* Problem requirements
Using the records below, copy every line that holds the string "rough".

* Supplied data

■ ■ ■ ■

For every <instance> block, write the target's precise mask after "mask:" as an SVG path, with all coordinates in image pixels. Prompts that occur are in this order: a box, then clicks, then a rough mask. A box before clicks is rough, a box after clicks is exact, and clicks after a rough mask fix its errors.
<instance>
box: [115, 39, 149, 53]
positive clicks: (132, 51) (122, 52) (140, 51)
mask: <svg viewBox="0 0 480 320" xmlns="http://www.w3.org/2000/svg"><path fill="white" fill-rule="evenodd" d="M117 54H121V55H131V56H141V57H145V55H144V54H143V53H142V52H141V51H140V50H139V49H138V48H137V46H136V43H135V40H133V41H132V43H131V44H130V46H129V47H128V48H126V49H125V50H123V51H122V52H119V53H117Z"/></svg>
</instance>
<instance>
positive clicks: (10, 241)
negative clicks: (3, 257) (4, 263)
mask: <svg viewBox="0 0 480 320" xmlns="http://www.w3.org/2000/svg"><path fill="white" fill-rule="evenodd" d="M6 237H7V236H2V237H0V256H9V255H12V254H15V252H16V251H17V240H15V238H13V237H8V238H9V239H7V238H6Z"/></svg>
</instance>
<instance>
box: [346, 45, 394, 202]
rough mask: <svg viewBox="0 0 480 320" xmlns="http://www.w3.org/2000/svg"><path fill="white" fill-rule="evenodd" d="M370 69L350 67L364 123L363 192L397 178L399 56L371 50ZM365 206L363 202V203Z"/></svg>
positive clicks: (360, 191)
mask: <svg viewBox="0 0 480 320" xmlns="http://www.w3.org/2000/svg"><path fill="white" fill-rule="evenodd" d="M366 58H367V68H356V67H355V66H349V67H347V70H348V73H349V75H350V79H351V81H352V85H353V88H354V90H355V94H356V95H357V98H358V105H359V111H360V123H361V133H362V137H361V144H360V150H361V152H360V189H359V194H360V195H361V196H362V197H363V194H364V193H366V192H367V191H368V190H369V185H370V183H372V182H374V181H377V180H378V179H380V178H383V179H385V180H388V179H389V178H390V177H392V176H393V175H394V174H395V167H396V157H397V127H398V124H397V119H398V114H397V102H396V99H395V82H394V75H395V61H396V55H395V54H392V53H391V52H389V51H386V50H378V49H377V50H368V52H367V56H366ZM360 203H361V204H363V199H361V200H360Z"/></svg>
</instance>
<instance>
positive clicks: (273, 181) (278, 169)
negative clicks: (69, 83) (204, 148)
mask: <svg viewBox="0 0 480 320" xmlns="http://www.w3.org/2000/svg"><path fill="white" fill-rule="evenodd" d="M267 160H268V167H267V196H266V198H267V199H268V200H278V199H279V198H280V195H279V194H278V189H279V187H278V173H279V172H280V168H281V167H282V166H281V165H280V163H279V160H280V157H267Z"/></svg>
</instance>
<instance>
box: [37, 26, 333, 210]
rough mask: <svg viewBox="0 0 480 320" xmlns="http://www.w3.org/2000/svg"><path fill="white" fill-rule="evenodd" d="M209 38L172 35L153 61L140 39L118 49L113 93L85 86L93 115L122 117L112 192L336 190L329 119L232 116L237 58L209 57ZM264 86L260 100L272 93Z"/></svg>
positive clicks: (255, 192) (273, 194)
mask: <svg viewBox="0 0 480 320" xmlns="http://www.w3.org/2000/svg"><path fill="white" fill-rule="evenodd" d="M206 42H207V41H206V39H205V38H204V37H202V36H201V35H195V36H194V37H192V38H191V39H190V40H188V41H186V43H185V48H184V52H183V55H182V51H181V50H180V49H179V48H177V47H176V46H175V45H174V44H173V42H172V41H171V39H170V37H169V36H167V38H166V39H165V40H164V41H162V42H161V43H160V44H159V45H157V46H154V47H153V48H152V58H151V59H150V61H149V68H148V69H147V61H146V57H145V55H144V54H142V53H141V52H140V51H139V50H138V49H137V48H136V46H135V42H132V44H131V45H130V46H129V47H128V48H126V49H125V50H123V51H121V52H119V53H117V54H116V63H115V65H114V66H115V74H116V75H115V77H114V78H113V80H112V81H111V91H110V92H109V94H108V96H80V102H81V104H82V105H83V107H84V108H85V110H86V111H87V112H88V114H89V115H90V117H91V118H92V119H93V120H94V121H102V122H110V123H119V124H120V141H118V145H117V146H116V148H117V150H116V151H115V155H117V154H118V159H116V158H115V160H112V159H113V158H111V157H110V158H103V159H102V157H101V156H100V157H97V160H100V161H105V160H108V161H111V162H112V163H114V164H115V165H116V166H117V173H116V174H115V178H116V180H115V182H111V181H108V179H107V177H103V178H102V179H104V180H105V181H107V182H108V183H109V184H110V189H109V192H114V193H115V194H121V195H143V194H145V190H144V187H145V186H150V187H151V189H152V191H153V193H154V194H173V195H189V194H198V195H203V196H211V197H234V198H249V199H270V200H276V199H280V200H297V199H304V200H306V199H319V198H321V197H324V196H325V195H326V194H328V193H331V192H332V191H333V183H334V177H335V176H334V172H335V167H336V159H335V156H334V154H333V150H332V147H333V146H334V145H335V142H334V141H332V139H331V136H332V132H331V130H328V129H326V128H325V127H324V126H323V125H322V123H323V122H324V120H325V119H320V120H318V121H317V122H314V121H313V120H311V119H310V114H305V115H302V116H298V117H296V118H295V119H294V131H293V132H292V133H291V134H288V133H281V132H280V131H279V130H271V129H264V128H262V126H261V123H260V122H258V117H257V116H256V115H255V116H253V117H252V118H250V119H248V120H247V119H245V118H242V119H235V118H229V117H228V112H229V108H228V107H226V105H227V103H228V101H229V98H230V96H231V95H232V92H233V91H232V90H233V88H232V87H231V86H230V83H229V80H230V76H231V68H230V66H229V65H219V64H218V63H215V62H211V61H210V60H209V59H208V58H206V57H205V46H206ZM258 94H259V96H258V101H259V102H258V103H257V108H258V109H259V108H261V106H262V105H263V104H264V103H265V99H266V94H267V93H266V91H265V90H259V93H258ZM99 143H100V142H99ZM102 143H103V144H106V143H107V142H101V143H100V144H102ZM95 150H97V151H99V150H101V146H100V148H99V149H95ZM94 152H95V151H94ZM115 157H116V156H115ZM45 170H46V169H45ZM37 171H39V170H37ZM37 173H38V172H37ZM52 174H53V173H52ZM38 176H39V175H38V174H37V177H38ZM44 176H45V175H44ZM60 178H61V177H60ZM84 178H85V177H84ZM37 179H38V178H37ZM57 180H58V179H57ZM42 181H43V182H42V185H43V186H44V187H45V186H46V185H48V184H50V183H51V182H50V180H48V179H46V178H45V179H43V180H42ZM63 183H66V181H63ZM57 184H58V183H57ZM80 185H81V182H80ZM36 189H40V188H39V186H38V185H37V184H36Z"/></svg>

■ ■ ■ ■

* Result
For every <instance> block, write the target's precise mask after "mask:" as an SVG path, with all coordinates in image pixels. Prompts that occur are in this order: a box, then clicks, then a rough mask. A box before clicks is rough, a box after clicks is exact, and clicks after a rough mask fix its errors.
rough mask: <svg viewBox="0 0 480 320" xmlns="http://www.w3.org/2000/svg"><path fill="white" fill-rule="evenodd" d="M370 69L350 67L364 123L363 192L397 178L399 56L371 50ZM365 206L363 202V203Z"/></svg>
rough mask: <svg viewBox="0 0 480 320" xmlns="http://www.w3.org/2000/svg"><path fill="white" fill-rule="evenodd" d="M209 38L172 35L153 61L140 39L118 49L113 93L85 86L93 115L122 117L112 192L336 190L329 119L232 116L237 58L209 57ZM264 86L260 100L272 93Z"/></svg>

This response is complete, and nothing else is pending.